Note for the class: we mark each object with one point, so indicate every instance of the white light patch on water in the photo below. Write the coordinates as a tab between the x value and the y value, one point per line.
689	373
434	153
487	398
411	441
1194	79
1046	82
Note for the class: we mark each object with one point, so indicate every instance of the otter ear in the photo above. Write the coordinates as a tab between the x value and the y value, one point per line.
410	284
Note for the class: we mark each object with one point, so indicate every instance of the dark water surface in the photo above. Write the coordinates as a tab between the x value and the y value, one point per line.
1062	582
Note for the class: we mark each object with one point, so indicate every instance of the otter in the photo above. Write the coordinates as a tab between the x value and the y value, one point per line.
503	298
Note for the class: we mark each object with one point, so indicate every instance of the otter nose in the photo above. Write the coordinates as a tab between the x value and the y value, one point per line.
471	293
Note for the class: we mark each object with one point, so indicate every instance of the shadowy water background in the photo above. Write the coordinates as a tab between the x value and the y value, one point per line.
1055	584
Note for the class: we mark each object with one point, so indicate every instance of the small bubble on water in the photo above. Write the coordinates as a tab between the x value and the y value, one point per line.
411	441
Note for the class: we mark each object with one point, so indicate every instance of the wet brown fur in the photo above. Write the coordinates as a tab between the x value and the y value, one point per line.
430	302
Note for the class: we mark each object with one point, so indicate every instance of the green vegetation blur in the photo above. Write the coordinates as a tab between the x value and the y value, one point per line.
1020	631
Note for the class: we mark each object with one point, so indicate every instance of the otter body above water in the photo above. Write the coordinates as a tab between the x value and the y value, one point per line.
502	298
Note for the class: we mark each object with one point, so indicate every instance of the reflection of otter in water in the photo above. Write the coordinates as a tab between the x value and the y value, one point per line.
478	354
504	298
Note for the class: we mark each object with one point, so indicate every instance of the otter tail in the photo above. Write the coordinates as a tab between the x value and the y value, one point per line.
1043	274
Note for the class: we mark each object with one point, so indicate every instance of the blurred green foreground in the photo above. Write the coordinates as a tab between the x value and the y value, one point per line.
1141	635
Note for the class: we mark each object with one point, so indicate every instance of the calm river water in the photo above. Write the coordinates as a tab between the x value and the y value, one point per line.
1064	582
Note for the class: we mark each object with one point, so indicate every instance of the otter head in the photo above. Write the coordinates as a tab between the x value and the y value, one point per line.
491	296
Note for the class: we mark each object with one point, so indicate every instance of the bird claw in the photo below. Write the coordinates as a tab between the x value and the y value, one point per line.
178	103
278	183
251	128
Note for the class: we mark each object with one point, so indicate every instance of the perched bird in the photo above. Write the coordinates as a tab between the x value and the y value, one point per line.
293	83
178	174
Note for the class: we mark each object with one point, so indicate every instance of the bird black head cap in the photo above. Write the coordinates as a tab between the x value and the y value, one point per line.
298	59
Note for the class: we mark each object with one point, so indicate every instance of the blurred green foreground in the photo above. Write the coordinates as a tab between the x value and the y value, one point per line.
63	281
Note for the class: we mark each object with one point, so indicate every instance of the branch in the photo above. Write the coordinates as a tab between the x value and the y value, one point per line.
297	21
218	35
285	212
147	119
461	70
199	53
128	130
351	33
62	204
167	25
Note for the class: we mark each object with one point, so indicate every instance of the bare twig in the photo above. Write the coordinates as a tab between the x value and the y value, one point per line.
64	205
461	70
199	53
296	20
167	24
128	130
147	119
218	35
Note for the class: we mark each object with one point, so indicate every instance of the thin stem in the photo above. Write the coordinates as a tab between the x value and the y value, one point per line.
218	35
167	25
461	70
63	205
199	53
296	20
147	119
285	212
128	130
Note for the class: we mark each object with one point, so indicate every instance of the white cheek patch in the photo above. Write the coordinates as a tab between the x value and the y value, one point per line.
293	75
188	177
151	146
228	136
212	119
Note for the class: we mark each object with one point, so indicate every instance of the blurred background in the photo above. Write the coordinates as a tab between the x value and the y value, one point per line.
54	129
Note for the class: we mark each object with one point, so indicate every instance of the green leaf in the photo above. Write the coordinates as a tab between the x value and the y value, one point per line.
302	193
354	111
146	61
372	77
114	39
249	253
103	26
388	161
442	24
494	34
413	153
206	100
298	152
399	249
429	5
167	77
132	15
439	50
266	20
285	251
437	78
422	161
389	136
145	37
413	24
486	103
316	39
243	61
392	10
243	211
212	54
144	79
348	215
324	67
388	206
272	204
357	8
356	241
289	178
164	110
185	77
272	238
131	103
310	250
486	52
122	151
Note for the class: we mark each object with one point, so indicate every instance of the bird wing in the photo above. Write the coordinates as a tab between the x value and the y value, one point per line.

■ ■ ■ ■ ■ ■ ■

* **About this exercise**:
Print each line, exactly as written, from the one that contains "the green leaf" to the end of the data above, with both end lines included and nothing else.

* **Result of this task**:
Note for the class: we mark each object with one point, so indicate every instance of the green leaf in the photo above. Write the coordinates as a tab between the x value and the y value, one point per line.
302	193
354	111
146	61
372	77
114	39
249	253
103	26
388	161
442	24
494	34
413	153
206	100
298	152
399	249
429	5
167	77
132	15
439	50
266	20
285	251
437	78
422	161
389	136
145	37
413	24
486	103
316	39
243	61
392	10
243	211
212	54
144	79
348	215
324	67
388	206
272	204
357	8
356	241
289	178
164	110
185	77
272	238
131	103
310	250
486	52
122	151
Note for the class: we mark each object with one point, so indicate every instance of the bird wing in the photo above. Write the coordinates as a tab between the x value and the y value, one point per line.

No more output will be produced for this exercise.